Ross will certainly be in the conversation to be the first receiver taken in the draft. However, I value him below Mike Williams (Clemson) and Corey Davis (Western Michigan)—players that, I feel, carry a safer floor and less risk for a team looking for that franchise, #1 wideout.
Potential suitors litter the first round. However, three teams jump off the paper to me as potential landing spots for Ross. The Philadelphia Eagles recently hosted Ross for a visit, and see him as a potential second coming of DeSean Jackson. When paired with the big-bodied Alshon Jeffery and a more experienced Jordan Matthews, Ross could thrive and provide Carson Wentz with a game-breaking downfield option. This offseason, the Baltimore Ravens lost veteran Steve Smith Sr. to retirement, and Kamar Aiken to Free Agency, leaving Mike Wallace as the lone established receiver on the roster. Joe Flacco could certainly use another weapon if the Ravens want to take the next step this year.

» What this exercise asks
a. In the draft passage, replace "safer floor" with "higher floor" and write out everything from "Ross will certainly" down to "franchise, #1 wideout.".
b. Translate this sentence from the draft passage into Spanish: "Joe Flacco could certainly use another weapon if the Ravens want to take the next step this year."
c. According to the draft passage, why does the writer rank Ross below Mike Williams and Corey Davis? Answer in one to three sentences.

» Records provided
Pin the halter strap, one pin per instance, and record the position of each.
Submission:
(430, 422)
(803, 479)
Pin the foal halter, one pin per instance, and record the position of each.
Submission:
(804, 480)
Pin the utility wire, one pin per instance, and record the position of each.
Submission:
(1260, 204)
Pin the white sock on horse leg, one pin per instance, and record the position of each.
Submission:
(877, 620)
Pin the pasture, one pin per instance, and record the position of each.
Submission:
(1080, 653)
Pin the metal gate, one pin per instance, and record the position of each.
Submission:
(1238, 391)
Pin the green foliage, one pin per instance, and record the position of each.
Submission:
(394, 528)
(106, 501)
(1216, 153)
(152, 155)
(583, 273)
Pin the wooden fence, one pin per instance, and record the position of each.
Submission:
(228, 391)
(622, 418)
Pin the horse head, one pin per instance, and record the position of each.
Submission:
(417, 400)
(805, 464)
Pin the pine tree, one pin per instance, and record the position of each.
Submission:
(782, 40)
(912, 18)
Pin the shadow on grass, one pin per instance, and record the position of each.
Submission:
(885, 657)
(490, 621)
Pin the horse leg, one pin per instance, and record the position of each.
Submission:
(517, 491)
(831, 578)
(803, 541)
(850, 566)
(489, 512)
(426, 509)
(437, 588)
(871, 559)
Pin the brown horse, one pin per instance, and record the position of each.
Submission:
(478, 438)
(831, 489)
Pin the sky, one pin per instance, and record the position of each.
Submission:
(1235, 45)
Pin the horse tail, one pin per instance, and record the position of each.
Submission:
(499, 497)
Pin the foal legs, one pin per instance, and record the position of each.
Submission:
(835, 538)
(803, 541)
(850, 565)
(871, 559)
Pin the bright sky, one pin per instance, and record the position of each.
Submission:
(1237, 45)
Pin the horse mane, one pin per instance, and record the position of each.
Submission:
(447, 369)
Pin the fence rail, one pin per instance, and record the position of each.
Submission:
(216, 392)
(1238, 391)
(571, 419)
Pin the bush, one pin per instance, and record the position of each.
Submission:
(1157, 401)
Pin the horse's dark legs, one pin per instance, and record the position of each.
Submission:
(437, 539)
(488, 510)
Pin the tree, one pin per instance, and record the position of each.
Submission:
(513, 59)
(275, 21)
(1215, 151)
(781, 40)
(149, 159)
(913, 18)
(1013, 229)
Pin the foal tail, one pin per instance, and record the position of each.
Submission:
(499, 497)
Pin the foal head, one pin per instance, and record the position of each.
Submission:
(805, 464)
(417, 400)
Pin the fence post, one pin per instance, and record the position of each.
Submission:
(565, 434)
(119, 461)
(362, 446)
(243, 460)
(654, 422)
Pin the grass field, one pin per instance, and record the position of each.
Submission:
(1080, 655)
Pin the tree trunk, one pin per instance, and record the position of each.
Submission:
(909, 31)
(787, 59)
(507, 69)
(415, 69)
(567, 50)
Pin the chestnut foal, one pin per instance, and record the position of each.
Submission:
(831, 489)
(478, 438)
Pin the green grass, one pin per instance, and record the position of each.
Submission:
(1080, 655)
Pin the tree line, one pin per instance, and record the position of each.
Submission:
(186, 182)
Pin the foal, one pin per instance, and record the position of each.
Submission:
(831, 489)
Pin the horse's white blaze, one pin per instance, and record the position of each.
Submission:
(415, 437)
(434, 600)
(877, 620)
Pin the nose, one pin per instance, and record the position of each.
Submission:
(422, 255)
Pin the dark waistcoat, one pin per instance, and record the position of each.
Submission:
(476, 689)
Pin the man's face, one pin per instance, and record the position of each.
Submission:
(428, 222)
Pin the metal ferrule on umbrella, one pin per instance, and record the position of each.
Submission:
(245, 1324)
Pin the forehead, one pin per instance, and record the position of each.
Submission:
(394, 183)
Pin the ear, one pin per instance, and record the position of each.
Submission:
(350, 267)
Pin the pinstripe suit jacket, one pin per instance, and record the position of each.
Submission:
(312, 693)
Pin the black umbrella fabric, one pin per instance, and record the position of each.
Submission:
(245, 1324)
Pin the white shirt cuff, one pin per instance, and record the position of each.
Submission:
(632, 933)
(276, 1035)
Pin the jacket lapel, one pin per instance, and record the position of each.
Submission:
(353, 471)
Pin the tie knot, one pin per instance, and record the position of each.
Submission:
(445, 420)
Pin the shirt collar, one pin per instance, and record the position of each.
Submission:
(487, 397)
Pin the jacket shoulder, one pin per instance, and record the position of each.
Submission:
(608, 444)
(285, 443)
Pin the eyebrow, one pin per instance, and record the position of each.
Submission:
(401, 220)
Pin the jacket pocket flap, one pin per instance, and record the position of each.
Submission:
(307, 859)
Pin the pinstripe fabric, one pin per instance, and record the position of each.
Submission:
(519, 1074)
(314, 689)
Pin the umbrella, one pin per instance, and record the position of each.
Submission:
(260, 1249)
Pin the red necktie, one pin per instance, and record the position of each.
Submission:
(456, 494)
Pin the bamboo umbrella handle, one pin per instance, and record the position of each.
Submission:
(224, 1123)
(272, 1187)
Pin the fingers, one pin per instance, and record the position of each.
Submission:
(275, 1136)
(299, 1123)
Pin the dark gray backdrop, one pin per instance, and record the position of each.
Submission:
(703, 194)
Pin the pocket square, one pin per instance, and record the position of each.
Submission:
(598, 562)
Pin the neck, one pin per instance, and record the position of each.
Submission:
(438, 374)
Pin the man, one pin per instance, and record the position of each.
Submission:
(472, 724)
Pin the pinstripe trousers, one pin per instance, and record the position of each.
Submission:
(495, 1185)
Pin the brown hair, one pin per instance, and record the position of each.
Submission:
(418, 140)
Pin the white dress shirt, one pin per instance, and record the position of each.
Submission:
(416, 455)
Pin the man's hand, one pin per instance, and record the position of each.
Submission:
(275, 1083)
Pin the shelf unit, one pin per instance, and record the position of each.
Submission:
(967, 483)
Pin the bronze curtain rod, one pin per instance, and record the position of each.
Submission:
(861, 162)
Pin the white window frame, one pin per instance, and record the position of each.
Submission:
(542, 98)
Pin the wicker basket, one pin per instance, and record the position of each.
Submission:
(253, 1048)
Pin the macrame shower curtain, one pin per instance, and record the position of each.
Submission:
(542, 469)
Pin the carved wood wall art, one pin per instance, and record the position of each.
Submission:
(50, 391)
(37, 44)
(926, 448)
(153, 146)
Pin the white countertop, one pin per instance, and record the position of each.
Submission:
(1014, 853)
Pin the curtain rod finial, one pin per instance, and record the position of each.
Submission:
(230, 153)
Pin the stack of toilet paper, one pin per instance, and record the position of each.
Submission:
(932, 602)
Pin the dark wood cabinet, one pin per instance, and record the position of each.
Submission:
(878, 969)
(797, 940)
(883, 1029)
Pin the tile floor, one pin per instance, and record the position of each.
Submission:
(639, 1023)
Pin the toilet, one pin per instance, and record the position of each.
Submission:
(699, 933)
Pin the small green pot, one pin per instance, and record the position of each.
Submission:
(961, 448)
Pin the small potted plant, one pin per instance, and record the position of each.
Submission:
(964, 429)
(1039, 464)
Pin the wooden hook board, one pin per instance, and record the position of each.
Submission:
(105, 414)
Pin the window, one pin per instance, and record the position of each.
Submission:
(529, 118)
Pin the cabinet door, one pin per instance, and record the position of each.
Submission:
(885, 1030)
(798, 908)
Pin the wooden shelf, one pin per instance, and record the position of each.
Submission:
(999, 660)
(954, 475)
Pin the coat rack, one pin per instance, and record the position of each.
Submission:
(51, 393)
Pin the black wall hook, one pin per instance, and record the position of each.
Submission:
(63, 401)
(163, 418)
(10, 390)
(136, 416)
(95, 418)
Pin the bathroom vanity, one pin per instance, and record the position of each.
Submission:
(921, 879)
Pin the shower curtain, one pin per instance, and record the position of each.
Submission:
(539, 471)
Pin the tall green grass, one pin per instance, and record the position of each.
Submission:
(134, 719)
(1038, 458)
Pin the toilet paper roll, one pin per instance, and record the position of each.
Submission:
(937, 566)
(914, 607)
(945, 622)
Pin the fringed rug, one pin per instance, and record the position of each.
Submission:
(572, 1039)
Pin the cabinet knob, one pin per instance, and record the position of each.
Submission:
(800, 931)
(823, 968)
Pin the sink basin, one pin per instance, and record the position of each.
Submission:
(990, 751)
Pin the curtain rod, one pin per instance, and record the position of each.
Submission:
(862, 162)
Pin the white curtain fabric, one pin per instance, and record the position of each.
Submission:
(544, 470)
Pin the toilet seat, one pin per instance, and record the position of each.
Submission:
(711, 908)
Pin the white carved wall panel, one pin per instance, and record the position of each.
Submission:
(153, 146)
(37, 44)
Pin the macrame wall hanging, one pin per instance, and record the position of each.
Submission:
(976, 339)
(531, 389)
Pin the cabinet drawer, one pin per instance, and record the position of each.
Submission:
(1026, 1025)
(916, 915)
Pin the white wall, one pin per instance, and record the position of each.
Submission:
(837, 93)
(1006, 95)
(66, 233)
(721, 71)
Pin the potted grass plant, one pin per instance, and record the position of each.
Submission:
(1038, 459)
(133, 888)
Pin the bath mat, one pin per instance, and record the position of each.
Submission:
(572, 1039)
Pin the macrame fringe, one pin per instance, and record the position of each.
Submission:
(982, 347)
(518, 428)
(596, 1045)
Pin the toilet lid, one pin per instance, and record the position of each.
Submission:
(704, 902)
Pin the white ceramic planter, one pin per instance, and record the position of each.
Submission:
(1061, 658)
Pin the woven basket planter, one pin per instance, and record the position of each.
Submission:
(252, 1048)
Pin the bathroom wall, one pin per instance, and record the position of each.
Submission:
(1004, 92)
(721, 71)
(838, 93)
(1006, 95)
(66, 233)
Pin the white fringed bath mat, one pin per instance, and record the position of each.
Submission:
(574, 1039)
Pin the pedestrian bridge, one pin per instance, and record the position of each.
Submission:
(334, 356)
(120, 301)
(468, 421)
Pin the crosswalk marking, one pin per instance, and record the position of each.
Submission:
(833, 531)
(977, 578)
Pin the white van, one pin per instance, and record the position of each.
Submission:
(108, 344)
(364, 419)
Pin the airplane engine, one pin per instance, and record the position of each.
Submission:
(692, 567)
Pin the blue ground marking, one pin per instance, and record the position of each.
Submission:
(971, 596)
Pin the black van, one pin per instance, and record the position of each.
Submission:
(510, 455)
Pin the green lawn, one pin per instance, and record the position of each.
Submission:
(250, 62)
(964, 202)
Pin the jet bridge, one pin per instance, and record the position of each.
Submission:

» Responses for each task
a.
Ross will certainly be in the conversation to be the first receiver taken in the draft. However, I value him below Mike Williams (Clemson) and Corey Davis (Western Michigan)—players that, I feel, carry a higher floor and less risk for a team looking for that franchise, #1 wideout.

b. A Joe Flacco sin duda le vendría bien otra arma si los Ravens quieren dar el siguiente paso este año.

c. The writer feels that Williams and Davis carry a safer floor and less risk for a team looking for a franchise, #1 wideout.